Kutipan Pilihan

Kedua hal ini membuat negara ikut-ikutan frustasi. Presiden Khatami akhirnya membuat sejumlah kebijakan yang pada akhirnya mengakomodir kepentingan rakyatnya. Terkhusus bagi kaum wanita, sebelum wafatnya, Imam Khomeini pun pada akhirnya memberi apresiasi terhadap gerakan kaum perempuan, bahwa biar bagaimanapun kaum ibu yang lebih banyak berperan dalam terwujudnya revolusi Islam ketimbang kaum lelaki.

Di Mesir, frustasi itu dalam bentuk masuknya pengaruh perkembangan teknologi dan globalisasi yang datangnya dari barat. Pemuda jatuh pada gemerlap dunia, pembentukan klub-klub kesenangan bagi menengah ke atas, seksualitas, obat-obatan, serta keikutsertaan pada paham-paham pagan (semisal masonik).

Arus kebudayaan tidak terbendung sehingga para elit baik negara maupun Ikhwanul Muslimin berpikir untuk mengakhiri keinginan menerapkan Islam dalam suatu sistem formal. Melainkan lebih kepada ajakan untuk meningkatkan kesalehan individual.

Sikap pos-Islamisme dalam kasus mesir kita bisa lihat contohnya pada sikap Syaikh Muhammad Abduh, dan Muhammad Rasyid Ridha, yang mengambil semangat rasionalisme dari barat namun tetap menjadikan agama sebagai basis pemahaman yang utama. 

Juga Ikhwanul Muslimin mengubah definisi dirinya yang semula "partai Islam", menjadi "partai yang anggotanya adalah orang Islam". Yang pertama bermakna Islam menjadi tujuan perjuangan politik, yang kedua lebih bermakna Islam menjadi sarana perjuangan politik.

Ikhwanul Muslimin diakui menjadi inspirasi--kalau bukan adopsi gerakan politik--PKS. Karena mereka merupakan partai Islam yang berjuang melalui sistem formal negara demokrasi. Oleh sebagian orang, PKS dicurigai akan meneruskan niat pendirian negara Islam jika mereka sudah kuat. 

Tetapi jika kita mencermati, Yusuf Qardhawi (sebagai ulama penting Ikhwanul Muslimin) dalam salah satu bukunya menyebut jika revolusi terjadi, itu bukan karena Ikhwanul Muslimin, tetapi karena rakyat yang menghendaki demikian. Pikiran ini bisa jadi juga sejalan dengan sikap PKS, apabila benar Ikhwanul Muslimin dan PKS adalah identik.

Jadi, Pos-Islamisme Asef Bayat (jika dialah satu-satunya teoritikus pos-Islamisme) mengandaikan adanya Islamisme terlebih dahulu. Islamisme itu sendiri berangkat dari gerakan sosial. Pada kasus Iran, gerakan itu dibangun dengan pencerahan dari tokoh-tokoh intelektual agama (rausyan fikr Ad-Diini) yang sudah berlangsung kurang lebih 18 tahun. Serta didukung doktrin utama dalam tradisi Syiah yaitu kemestian Kepemimpinan spiritual (Imamah) dan Wilayah (Ummah).

Cuplikan Catatan
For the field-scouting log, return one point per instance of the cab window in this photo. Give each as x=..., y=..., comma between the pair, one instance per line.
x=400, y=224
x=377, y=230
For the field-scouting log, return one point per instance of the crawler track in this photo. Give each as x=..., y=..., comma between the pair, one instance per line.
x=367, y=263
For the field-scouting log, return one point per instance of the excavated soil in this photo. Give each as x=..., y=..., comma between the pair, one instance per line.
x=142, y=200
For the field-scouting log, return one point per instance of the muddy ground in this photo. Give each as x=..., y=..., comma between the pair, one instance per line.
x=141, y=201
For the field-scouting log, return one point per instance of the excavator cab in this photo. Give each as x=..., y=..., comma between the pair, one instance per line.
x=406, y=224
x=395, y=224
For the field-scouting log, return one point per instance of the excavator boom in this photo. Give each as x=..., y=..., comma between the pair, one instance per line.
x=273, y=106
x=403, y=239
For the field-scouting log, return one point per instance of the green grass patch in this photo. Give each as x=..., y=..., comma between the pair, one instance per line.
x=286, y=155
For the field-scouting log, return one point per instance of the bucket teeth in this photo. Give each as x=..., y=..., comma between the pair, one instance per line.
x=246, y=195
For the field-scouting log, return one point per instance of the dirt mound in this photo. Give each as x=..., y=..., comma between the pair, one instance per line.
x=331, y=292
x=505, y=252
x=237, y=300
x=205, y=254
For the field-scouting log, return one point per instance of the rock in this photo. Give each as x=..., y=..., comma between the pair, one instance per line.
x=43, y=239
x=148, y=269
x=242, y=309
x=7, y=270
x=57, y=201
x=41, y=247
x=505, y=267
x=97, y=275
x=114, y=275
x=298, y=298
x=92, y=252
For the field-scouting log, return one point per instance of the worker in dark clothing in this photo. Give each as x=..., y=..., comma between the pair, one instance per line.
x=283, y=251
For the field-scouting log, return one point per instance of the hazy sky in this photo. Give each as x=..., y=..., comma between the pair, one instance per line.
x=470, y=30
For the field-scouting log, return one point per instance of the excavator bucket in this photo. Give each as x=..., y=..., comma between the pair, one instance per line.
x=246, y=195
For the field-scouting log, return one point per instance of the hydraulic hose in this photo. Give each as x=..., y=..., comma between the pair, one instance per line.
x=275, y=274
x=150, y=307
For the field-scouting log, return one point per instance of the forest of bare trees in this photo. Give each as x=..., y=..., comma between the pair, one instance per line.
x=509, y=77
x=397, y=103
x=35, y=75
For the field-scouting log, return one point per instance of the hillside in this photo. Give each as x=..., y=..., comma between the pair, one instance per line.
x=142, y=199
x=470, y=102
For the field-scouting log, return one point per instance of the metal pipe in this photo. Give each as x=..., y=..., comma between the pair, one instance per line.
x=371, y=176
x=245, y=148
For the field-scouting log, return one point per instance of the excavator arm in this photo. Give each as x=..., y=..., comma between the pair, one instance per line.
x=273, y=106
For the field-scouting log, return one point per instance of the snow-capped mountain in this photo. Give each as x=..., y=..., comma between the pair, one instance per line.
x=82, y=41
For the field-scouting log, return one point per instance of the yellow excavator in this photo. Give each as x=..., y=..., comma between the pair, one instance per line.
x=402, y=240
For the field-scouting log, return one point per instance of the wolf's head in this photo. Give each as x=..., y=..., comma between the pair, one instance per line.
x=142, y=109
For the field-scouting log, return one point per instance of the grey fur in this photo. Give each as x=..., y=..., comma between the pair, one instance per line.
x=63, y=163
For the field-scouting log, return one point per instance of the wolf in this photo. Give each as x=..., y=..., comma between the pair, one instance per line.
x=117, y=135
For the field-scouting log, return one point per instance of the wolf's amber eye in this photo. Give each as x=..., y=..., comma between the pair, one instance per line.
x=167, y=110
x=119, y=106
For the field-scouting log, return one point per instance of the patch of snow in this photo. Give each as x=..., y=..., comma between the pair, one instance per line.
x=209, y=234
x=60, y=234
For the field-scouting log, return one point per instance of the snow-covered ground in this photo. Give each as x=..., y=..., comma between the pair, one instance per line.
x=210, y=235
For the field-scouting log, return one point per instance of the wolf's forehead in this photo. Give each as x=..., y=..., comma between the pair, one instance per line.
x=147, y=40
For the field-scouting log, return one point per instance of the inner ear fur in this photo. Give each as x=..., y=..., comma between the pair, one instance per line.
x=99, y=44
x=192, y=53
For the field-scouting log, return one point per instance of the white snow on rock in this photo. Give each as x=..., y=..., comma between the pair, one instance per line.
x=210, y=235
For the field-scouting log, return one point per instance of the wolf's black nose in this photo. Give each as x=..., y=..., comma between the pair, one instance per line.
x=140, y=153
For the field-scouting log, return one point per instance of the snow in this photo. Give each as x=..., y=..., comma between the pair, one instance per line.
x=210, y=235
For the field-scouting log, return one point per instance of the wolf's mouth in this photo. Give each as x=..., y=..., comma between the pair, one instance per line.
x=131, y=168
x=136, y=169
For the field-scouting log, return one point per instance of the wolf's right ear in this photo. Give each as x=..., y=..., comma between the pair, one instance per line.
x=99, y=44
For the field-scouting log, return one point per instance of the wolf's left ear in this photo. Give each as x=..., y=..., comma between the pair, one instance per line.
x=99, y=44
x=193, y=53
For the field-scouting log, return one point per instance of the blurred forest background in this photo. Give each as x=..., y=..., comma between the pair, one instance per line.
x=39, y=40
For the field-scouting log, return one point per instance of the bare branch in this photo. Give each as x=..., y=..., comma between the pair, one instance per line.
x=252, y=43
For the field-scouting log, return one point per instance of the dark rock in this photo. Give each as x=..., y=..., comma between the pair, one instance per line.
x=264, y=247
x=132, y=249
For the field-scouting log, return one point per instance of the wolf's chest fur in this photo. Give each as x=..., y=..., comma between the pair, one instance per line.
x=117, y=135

Yang Perlu Dikerjakan
Teruskan tulisan tentang pos-Islamisme di Iran dan Mesir di atas, mulai sesudah kalimat terakhirnya.

Hasil Latihan Ini
Sedang pada kasus Mesir, gerakan Islamisme melalui penguasaan pada sektor-sektor pendidikan, masjid serta ruang-ruang yang memungkinkan terjadinya proses ideologisasi. Gerakan membangkitkan kesalehan itu sendiri tidak mementingkan intelektualitas (berbeda dengan Iran yang menekankan aspek filosofis dan ilmiah), tetapi lebih kepada renungan, sentuhan di hati. Layaknya Amr Khalid, salah seorang pendakwah populer Mesir, yang kala itu berkata, "Aku tidak ingin menyentuh pikiranmu. Aku datang untuk menyentuh hatimu." 

Ketika menyematkan istilah pos-Islamisme, mungkin yang dilihat Sohibul Iman adalah kasus Ikhwanul Muslimin di mesir, yang menerapkan Islamisme lewat jalan demokrasi. Penandanya adalah kesalehan pribadi yang baik tetapi tidak dengan simbol-simbol, ataukah diri yang berciri modern tetapi berkomitmen menjalankan Islam yang benar.

Kalau ini saja, NU dan Muhammadiyah bisa disebut sebagai kelompok post-Islamisme. Mereka juga Islam, kesalehan pribadi dilengkapi dengan pemahaman atas literatur-literatur klasik pada NU, atau pemikiran modern pada Muhammadiyah. Dalam soal politik pun, mereka memilih demokrasi sebagai jalan, sekaligus memperkuat demokrasi itu sendiri.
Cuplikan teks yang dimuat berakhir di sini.